Saved entries:
· · · · · · ·
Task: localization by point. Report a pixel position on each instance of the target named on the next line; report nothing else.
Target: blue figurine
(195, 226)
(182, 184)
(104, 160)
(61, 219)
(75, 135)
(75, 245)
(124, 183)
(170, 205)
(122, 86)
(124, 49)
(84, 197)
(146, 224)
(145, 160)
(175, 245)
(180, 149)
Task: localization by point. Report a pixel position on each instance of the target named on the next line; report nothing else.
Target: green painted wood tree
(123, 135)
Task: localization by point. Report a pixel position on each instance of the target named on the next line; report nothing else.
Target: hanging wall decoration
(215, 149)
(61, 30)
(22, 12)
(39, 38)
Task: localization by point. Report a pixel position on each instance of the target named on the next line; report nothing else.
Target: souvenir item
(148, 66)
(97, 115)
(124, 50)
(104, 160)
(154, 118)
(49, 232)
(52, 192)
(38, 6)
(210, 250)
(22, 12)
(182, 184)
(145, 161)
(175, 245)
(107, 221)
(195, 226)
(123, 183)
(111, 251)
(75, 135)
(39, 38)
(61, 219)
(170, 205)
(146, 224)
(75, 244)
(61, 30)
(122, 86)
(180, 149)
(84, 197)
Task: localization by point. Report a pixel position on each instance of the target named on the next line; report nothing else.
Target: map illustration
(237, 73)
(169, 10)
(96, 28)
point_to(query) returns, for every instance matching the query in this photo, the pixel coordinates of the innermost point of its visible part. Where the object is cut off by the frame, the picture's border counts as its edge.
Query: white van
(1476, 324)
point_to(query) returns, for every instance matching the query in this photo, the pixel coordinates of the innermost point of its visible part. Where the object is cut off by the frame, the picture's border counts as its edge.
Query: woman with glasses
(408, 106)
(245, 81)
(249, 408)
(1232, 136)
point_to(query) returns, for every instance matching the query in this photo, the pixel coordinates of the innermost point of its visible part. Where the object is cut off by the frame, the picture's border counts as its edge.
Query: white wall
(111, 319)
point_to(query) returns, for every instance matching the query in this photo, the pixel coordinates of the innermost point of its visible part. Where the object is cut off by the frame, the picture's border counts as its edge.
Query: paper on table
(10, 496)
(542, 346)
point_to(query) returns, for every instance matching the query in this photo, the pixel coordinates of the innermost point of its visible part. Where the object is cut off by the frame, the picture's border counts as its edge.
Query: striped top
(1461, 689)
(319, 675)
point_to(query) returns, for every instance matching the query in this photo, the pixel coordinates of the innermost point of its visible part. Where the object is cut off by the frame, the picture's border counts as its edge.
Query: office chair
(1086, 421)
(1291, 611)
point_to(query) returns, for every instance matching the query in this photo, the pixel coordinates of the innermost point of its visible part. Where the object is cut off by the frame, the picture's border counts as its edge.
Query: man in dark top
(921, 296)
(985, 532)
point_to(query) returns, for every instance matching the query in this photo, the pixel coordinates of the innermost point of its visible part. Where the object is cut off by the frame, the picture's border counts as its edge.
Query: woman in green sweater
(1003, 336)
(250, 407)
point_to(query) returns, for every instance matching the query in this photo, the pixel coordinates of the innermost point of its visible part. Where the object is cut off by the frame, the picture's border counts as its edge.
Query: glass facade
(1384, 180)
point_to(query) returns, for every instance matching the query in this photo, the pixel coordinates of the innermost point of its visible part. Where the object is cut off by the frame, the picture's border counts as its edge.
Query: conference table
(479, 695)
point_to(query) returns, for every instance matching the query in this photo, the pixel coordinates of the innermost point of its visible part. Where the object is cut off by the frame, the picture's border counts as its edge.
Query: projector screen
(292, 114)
· · · · · · ·
Each entry given above is to be duplicated exactly.

SOLUTION TO THE PROBLEM:
Task: localization by point. Report a pixel position on each instance of the target named on the next line; report nothing else.
Target: blue figurine
(195, 226)
(182, 184)
(104, 160)
(61, 219)
(75, 135)
(75, 245)
(124, 183)
(170, 205)
(122, 86)
(124, 49)
(84, 197)
(146, 224)
(145, 160)
(175, 245)
(180, 149)
Task: localization by point. Report a pixel position on each instance of the target named on the next line; report nothing else.
Target: green painted wood tree
(123, 135)
Task: localization by point. Report a pixel position on each instance of the target named on the next line; report nothing else.
Target: hanging wall decoration
(215, 149)
(61, 30)
(22, 12)
(39, 38)
Task: localization by point. Report a pixel position on each instance of the target named on the next line; report nothing else.
Target: souvenir item
(148, 66)
(97, 115)
(124, 50)
(104, 160)
(154, 118)
(49, 232)
(52, 192)
(38, 6)
(210, 250)
(22, 12)
(182, 184)
(145, 161)
(175, 245)
(107, 221)
(195, 226)
(123, 183)
(111, 251)
(75, 135)
(39, 38)
(61, 219)
(170, 205)
(146, 224)
(75, 244)
(61, 30)
(122, 86)
(180, 149)
(84, 197)
Task: localization by point. Report a pixel position on each instance of the target named on the next line; report nothing else.
Target: map illustration
(237, 73)
(169, 10)
(96, 28)
point_to(query) returns, for every instance matching the query in this photo, the pixel coordinates of the innermost point of its visible part. Where the object is cut off by the frame, the picture's border counts as its edge.
Query: white van
(1476, 324)
point_to(query) returns, for every instance matching the query in this photo, the pixel coordinates of the innermost point of its visible part. Where the object is cut off by the frame, the picture's border counts as its edge.
Query: woman with glasses
(408, 106)
(245, 81)
(249, 408)
(1232, 136)
point_to(query) returns, for every instance matching the query in this photo, the pixel coordinates of the innermost point of its visible part. Where the object is cut off by the frame, the picture's border counts as its edge.
Query: white wall
(111, 319)
point_to(query) returns, for every instance matching the query in this photo, the pixel coordinates of the innermost point of its visible part. Where the object is cut off by the frame, the picture's border counts as its edge.
Query: paper on table
(10, 496)
(542, 346)
point_to(query) returns, for every instance matching the query in this photo, the pixel coordinates of the innermost point of its visible part. Where the object is cut off by the frame, the picture's border counts as its edge.
Query: striped top
(1461, 689)
(319, 675)
point_to(query) returns, for every instance matching the query in this photo, the pixel coordinates of the innermost point of its visible part. Where the object is cut off by the frame, the picture's border counts as its edge.
Query: office chair
(1086, 421)
(1291, 611)
point_to(query) returns, for every instance matching the query in this photo, the pixel coordinates of the innermost point of its visible part. Where the object is cut off by the frame, the picture's border counts as its edge.
Query: man in dark top
(921, 296)
(985, 532)
point_to(query) returns, for every instance matching the query in this photo, the pixel coordinates of the innermost point of its visible part. Where the object is cut off by the frame, the picture's border counts as its edge.
Query: woman in green sweater
(1003, 336)
(250, 407)
point_to(query) returns, for every instance matching the query in this photo, the pixel coordinates of the innermost point of its visible part. Where the object is cut off by the frame, the picture's border counts as its edge.
Query: glass facade
(1384, 180)
point_to(query) returns, for every instance matching the query in this photo, the pixel coordinates of the innermost point of its visible part. Where the object is cut off by the frame, the picture's border counts as its edge.
Query: conference table
(479, 695)
point_to(query) returns, for every instance matching the query in this photo, the pixel coordinates of the innermost point of its visible part. Where the object is cut off by the frame, the picture's border counts as its edge.
Query: projector screen
(292, 114)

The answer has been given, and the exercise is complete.